■ EXERCISE REQUIREMENTS ■
Start at the top of the records below and copy them exactly to the end.

[Point localization data]
_ _ _

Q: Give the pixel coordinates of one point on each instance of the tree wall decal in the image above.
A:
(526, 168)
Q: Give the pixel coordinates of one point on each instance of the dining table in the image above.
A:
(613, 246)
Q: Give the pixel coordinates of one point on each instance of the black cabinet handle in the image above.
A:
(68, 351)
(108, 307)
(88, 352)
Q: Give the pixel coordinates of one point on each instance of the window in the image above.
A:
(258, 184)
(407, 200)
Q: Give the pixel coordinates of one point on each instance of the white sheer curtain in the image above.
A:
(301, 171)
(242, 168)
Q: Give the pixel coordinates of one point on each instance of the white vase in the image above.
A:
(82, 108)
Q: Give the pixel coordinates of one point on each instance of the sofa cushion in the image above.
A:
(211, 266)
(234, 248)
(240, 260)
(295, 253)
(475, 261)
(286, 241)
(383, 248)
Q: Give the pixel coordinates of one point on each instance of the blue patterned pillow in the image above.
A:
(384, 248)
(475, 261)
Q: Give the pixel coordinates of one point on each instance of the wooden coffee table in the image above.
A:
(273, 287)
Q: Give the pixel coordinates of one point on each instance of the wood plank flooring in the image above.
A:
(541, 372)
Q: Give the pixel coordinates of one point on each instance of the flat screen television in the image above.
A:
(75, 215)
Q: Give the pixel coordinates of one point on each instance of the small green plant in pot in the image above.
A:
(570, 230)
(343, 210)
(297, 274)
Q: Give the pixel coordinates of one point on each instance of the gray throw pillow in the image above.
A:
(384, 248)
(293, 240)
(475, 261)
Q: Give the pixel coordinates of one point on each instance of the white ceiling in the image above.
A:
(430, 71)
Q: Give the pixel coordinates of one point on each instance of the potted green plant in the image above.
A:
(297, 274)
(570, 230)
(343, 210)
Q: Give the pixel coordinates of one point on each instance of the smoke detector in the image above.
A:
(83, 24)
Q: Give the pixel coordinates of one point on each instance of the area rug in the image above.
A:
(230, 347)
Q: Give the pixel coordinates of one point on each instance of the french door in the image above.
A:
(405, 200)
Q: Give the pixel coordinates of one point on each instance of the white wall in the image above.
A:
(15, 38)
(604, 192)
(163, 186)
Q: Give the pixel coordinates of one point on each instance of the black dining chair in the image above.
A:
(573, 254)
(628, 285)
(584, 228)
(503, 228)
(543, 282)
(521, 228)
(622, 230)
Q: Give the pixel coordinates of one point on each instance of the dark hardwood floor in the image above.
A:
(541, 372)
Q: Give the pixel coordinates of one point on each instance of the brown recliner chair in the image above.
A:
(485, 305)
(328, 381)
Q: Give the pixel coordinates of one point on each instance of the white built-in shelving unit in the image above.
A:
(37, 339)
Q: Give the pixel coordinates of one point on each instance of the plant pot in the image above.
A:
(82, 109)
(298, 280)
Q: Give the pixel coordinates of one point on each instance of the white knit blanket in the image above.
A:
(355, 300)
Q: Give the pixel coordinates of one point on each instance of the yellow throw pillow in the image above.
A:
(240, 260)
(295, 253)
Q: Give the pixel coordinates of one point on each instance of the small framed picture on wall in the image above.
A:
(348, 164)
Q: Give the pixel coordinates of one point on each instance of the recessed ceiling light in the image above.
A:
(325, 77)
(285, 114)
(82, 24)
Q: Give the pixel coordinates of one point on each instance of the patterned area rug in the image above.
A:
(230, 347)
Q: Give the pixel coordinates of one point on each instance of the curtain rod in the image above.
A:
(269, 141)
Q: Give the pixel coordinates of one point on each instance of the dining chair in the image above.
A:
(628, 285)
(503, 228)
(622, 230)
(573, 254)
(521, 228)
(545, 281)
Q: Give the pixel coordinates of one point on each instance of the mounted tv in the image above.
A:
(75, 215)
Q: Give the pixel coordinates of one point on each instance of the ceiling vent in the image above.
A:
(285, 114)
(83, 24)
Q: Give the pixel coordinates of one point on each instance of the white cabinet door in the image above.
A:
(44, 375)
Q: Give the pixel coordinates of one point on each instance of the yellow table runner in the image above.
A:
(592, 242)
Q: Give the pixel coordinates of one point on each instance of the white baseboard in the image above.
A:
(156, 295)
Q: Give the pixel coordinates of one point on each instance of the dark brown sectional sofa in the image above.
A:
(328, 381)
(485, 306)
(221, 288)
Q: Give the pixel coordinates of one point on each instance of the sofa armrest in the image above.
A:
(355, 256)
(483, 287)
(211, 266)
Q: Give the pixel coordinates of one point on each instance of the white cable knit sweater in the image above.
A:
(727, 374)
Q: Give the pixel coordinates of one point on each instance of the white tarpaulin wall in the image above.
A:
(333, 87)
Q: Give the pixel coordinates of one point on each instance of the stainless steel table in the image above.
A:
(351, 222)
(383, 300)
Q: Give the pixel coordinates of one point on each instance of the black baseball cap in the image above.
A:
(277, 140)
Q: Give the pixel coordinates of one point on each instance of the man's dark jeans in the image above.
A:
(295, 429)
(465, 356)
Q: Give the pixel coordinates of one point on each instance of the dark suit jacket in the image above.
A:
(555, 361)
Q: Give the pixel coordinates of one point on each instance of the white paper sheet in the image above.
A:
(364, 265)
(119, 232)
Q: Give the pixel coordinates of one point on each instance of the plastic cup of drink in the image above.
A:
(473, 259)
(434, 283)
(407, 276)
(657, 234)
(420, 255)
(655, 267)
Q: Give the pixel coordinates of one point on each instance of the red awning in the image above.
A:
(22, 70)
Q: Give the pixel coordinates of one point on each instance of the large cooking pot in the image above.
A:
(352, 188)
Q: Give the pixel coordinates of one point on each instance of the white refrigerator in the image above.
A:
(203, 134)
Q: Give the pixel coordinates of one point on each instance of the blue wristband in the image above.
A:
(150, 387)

_ _ _

■ ANSWER TO THIS EXERCISE ■
Q: Give the pixel coordinates of one point on each instance of the tree wall decal in the image above.
A:
(526, 168)
Q: Give the pixel coordinates of one point on each instance of the dining table in the image above.
A:
(613, 246)
Q: Give the pixel coordinates of one point on each instance of the black cabinet handle in the image above.
A:
(68, 351)
(108, 307)
(88, 352)
Q: Give the pixel coordinates of one point on each instance of the window in the image above.
A:
(258, 184)
(407, 200)
Q: Give the pixel coordinates of one point on each instance of the white sheer curtain in the image above.
A:
(301, 171)
(242, 168)
Q: Give the pixel coordinates of one point on each instance of the white vase in the image above.
A:
(82, 108)
Q: Give the pixel coordinates of one point on each instance of the sofa cushion in the image above.
A:
(211, 266)
(234, 248)
(240, 260)
(295, 253)
(475, 261)
(286, 241)
(383, 248)
Q: Give the pixel coordinates of one point on each instance of the blue patterned pillow in the image above.
A:
(384, 248)
(475, 261)
Q: Give the pixel coordinates of one point on each instance of the wooden coffee table in the image above.
A:
(273, 287)
Q: Give the pixel coordinates of one point on each instance of the wood plank flooring in the image above.
A:
(541, 372)
Q: Give the pixel coordinates of one point on each instance of the flat screen television in the image above.
A:
(75, 215)
Q: Give the pixel coordinates of one point on each instance of the small green plant in pot in the image above.
A:
(570, 230)
(343, 210)
(297, 274)
Q: Give the pixel coordinates of one point on each instance of the gray throw pillow in the image above.
A:
(384, 248)
(293, 240)
(475, 261)
Q: Give the pixel coordinates of one point on each instance of the white ceiling in the image above.
A:
(430, 71)
Q: Give the pixel coordinates of one point on each instance of the potted green plant in the image above.
A:
(297, 274)
(570, 230)
(343, 210)
Q: Give the pixel coordinates of one point on each instance of the smoke detector in the image above.
A:
(83, 24)
Q: Give the pixel coordinates of one point on each instance of the area rug in the image above.
A:
(230, 347)
Q: Give the pixel coordinates of one point on each instance of the french door in the image above.
A:
(405, 200)
Q: Give the pixel coordinates of one point on each instance of the white wall in the image above.
A:
(15, 38)
(604, 192)
(163, 186)
Q: Give the pixel coordinates of one point on each instance of the black dining chair in the image above.
A:
(573, 254)
(628, 285)
(584, 228)
(503, 228)
(543, 282)
(521, 228)
(622, 230)
Q: Give the pixel coordinates of one point on each instance of the dark hardwood floor in the image above.
A:
(541, 372)
Q: Give the pixel coordinates of one point on each instance of the brown recliner chair in the image above.
A:
(485, 305)
(328, 381)
Q: Give the pixel coordinates of one point on each instance of the white built-in shelving unit in the image above.
A:
(37, 339)
Q: Give the pixel coordinates of one point on each instance of the plant pot in the image above.
A:
(82, 109)
(298, 280)
Q: Give the pixel coordinates of one point on each instance of the white knit blanket in the image above.
A:
(355, 300)
Q: Give the pixel coordinates of one point on each instance of the yellow throw pillow in the image above.
A:
(240, 260)
(295, 253)
Q: Give the pixel coordinates of one point on each instance of the small framed picture on wall in the image above.
A:
(348, 164)
Q: Give the pixel coordinates of one point on each instance of the recessed ceiling light in the image above.
A:
(325, 77)
(285, 114)
(82, 24)
Q: Give the pixel coordinates of one point on each instance of the patterned area rug in the image above.
A:
(230, 347)
Q: Give the pixel coordinates of one point on each instance of the curtain rod in the image above.
A:
(269, 141)
Q: Give the pixel coordinates of one point on each instance of the dining chair in the image above.
A:
(628, 285)
(503, 228)
(622, 230)
(573, 254)
(521, 228)
(545, 281)
Q: Give the pixel coordinates of one point on each instance of the mounted tv in the image above.
A:
(75, 215)
Q: Give the pixel coordinates of one point on each instance of the ceiling vent in the image above.
A:
(285, 114)
(83, 24)
Q: Give the pixel coordinates of one point on each instance of the white cabinet door in the image above.
A:
(44, 375)
Q: Give the pixel coordinates of one point on each instance of the yellow table runner in the image above.
A:
(592, 242)
Q: Give the pixel coordinates of one point on each instance of the white baseboard in the image above.
A:
(156, 295)
Q: Give the pixel coordinates of one point on each instance of the dark brown sectional sofa in the image above.
A:
(328, 381)
(485, 306)
(221, 288)
Q: Give the pixel coordinates of one point on each instance of the sofa armrest in the image above.
A:
(355, 256)
(483, 287)
(211, 266)
Q: Give the pixel coordinates of one point on each instance of the white cable knit sweater in the image above.
A:
(727, 374)
Q: Give the pixel coordinates of one point on each instance of the white tarpaulin wall in the image above.
A:
(333, 87)
Q: Give the pixel coordinates of one point on each instance of the stainless steel table in the image above.
A:
(351, 222)
(383, 300)
Q: Give the pixel coordinates of one point on each instance of the black baseball cap in the image above.
A:
(277, 140)
Q: Give the pixel coordinates of one point on each instance of the man's dark jeans in the image above.
A:
(295, 429)
(465, 356)
Q: Give the pixel coordinates of one point on each instance of the dark suit jacket in the image above.
A:
(555, 361)
Q: Give the pixel coordinates of one point on each instance of the white paper sheet in the image above.
A:
(364, 265)
(119, 232)
Q: Give the pixel coordinates of one point on each instance of the plastic cup of drink in the image above.
A:
(473, 259)
(434, 283)
(407, 276)
(657, 234)
(420, 255)
(655, 267)
Q: Give the pixel coordinates of one point on each instance of the red awning in the image above.
A:
(22, 70)
Q: Give the pixel coordinates of one point on each instance of the large cooking pot in the image above.
A:
(352, 188)
Q: Give the pixel coordinates of one point on each instance of the white refrigerator in the image above.
A:
(203, 134)
Q: Give the pixel coordinates of one point on each instance of the blue wristband in the image above.
A:
(150, 387)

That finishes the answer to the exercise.